- **課題 A**: 多発性硬化症についての原文から、「九州大学は6月25日、二次性」を含む語句で始まり「法は未だ開発されていません。」で終わる部分を、一字も変えずに書き写してください。
- **課題 B**: 多発性硬化症の病態を扱った文章を、最後の文のあとから書き継いでください。

九州大学は6月25日、二次性進行型多発性硬化症の病態の一部が脳内グリア細胞の異常活性化とその拡散であることを突き止めたと発表しました。

多発性硬化症(指定難病13)は、中枢神経系の自己免疫性脱髄疾患で、国内には、2万人を超える患者さんがいると考えられています。多くの患者さんは再発・寛解を繰り返します(再発寛解型多発性硬化症)が、一部の症例で経過中に再発に寄らない病状の進行を呈するようになる二次性進行型となります。

再発寛解型多発性硬化症では、末梢血由来の自己反応性免疫細胞が主に病態に関わると考えられ、各種疾患修飾薬による免疫抑制・調整治療が行われています。一方、二次性進行型多発性硬化症における病態進行の仕組みについてはこれまで十分に分かっておらず、完全に病態進行を止める治療法は未だ開発されていません。

- **データセット**:
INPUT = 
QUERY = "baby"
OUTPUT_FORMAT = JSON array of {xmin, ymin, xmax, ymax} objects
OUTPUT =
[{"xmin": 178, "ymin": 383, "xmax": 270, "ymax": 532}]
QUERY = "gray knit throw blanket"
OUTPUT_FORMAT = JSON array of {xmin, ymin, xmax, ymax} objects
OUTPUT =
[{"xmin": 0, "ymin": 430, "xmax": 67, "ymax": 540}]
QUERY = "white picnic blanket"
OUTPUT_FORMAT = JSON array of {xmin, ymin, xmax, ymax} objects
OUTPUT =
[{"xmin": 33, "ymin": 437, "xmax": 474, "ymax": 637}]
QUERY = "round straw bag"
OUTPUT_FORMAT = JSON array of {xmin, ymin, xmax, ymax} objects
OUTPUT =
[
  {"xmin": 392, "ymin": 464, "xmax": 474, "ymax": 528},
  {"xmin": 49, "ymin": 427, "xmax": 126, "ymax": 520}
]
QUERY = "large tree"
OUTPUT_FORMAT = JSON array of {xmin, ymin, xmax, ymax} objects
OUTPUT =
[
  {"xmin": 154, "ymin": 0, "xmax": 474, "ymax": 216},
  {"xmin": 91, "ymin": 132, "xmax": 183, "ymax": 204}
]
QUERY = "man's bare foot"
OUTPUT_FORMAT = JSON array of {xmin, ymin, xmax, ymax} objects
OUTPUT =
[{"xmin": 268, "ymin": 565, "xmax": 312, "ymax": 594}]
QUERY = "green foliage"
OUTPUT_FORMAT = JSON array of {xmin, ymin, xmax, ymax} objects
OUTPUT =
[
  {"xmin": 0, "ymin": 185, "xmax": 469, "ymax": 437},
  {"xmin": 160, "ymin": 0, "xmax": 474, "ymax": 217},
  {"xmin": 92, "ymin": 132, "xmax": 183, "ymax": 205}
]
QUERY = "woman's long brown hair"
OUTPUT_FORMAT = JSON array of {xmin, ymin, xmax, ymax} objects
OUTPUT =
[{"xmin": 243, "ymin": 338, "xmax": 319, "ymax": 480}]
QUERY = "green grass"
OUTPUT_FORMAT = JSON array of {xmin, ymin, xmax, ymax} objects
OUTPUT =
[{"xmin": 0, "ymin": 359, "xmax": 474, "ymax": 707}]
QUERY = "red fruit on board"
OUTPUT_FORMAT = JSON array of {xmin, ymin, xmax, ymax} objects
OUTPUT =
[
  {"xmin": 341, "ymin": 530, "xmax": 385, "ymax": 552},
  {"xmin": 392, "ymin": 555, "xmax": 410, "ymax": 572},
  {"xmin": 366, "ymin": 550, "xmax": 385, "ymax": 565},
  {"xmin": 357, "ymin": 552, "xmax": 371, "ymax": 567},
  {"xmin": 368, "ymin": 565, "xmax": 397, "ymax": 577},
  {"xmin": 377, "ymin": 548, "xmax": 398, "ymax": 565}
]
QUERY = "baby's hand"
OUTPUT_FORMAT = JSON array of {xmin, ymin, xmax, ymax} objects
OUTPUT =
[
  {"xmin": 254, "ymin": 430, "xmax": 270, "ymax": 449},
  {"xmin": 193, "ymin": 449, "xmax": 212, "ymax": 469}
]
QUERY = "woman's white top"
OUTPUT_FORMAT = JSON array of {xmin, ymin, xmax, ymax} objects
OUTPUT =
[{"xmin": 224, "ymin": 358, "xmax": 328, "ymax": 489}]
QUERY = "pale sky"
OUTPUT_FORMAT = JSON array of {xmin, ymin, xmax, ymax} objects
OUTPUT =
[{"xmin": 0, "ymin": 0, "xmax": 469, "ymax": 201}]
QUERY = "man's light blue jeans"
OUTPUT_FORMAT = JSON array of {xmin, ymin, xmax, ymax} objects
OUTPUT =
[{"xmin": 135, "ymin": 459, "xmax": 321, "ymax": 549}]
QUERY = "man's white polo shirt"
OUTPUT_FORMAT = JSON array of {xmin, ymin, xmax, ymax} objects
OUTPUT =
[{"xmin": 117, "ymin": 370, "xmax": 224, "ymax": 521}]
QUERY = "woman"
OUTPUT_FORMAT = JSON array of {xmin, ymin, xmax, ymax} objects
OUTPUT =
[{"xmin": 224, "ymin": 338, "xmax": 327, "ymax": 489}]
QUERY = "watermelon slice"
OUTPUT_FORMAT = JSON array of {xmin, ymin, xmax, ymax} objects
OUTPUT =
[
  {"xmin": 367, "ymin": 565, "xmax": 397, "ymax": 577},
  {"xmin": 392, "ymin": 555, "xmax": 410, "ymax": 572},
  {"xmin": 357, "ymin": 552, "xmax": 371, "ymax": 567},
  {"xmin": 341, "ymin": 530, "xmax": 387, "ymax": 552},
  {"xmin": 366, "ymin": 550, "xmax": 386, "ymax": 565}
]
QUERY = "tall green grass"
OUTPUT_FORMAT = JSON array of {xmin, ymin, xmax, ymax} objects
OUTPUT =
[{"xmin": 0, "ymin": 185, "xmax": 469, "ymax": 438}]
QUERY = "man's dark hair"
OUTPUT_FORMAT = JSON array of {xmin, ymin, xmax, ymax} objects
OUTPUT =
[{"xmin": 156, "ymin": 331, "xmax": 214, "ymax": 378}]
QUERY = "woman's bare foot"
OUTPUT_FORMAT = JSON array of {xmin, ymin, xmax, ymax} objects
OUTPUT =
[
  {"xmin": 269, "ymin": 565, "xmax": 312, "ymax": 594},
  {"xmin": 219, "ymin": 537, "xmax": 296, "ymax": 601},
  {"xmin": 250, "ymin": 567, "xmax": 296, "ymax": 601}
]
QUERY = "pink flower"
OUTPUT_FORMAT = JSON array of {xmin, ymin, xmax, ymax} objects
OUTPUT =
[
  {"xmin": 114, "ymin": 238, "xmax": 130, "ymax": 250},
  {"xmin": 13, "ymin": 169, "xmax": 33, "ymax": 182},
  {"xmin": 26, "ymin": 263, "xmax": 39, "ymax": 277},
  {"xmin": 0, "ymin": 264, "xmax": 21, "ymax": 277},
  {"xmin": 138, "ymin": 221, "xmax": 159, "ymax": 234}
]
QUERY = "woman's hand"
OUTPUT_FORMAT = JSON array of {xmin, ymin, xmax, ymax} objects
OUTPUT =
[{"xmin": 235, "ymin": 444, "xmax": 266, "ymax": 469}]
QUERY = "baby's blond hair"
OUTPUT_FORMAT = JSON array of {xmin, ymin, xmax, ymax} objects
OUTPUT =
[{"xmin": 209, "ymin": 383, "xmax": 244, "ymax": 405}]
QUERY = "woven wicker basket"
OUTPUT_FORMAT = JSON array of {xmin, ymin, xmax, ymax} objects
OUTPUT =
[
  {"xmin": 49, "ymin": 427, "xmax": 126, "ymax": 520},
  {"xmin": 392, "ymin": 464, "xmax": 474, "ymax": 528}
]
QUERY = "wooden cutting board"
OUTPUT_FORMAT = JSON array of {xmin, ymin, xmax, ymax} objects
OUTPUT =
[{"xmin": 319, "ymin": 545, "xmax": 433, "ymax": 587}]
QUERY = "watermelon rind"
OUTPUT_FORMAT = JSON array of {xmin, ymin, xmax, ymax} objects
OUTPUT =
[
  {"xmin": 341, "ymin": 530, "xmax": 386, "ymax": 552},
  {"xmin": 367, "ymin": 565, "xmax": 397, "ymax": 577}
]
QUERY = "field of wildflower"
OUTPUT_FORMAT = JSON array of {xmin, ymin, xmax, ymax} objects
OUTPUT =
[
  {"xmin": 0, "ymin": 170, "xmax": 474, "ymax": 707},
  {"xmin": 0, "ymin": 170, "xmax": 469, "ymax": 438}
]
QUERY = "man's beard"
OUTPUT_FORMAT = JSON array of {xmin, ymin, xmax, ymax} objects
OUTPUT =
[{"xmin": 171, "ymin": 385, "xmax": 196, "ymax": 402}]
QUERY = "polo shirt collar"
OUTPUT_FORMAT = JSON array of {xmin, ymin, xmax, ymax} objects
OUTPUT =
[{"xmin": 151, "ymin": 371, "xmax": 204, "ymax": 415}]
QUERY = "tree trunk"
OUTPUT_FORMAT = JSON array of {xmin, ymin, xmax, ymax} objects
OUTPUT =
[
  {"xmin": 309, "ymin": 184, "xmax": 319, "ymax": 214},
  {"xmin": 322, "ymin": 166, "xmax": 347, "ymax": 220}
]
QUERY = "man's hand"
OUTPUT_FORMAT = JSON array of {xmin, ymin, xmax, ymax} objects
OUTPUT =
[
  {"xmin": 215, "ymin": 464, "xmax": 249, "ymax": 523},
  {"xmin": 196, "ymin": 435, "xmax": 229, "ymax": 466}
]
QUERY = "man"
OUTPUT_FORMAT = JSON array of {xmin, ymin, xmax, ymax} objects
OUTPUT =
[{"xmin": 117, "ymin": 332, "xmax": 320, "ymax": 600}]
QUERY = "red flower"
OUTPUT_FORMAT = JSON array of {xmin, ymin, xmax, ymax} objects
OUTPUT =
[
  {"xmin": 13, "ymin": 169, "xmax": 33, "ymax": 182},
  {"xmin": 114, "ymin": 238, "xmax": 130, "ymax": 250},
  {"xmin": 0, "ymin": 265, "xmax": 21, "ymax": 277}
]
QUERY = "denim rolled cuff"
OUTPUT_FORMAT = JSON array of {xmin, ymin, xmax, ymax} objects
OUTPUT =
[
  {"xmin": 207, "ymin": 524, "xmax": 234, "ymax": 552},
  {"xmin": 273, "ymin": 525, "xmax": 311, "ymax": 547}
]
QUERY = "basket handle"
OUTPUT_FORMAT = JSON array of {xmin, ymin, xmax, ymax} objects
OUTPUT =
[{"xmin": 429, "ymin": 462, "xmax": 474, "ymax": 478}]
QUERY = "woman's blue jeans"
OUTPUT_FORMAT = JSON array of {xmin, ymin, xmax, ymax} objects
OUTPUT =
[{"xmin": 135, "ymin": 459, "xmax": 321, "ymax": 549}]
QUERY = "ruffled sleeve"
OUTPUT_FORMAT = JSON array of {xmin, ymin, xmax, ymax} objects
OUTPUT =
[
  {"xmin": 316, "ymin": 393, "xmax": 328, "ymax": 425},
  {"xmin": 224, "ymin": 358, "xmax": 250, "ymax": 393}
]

- **解答例 A**:
九州大学は6月25日、二次性進行型多発性硬化症の病態の一部が脳内グリア細胞の異常活性化とその拡散であることを突き止めたと発表しました。

多発性硬化症(指定難病13)は、中枢神経系の自己免疫性脱髄疾患で、国内には、2万人を超える患者さんがいると考えられています。多くの患者さんは再発・寛解を繰り返します(再発寛解型多発性硬化症)が、一部の症例で経過中に再発に寄らない病状の進行を呈するようになる二次性進行型となります。

再発寛解型多発性硬化症では、末梢血由来の自己反応性免疫細胞が主に病態に関わると考えられ、各種疾患修飾薬による免疫抑制・調整治療が行われています。一方、二次性進行型多発性硬化症における病態進行の仕組みについてはこれまで十分に分かっておらず、完全に病態進行を止める治療法は未だ開発されていません。

- **解答例 B**:
現在、多発性硬化症の再発予防を目的として、多くの疾患修飾薬が開発され、再発寛解型の多発性硬化症の患者さんを中心に用いられています。一部の疾患修飾薬では、二次性進行型多発性硬化症への移行を遅らせたり、病態の進行を抑制することはできますが、慢性的な障害進行を止めることはできません。

研究グループは、二次性進行型多発性硬化症患者さんの脳幹病変部で、アストログリアという脳細胞同士を繋ぐギャップ結合蛋白「コネキシン」が過剰発現していることを見出しました。この蛋白は、細胞表面でヘミチャンネル(物質を細胞内外でやりとりする門)を形成することも明らかになっており、この過剰発現が二次性進行型多発性硬化症の病態と関係していると考察しました。

今回、研究グループは、二次性進行型多発性硬化症の動物モデルを用いて、新規に共同開発したギャップ結合蛋白コネキシン阻害薬(INI-0602)による治療効果を検証。その結果、二次性進行型多発性硬化症の動物モデルの病状が改善し、中枢神経系への炎症性細胞の浸潤が減少し、脊髄の脱髄が抑制されました。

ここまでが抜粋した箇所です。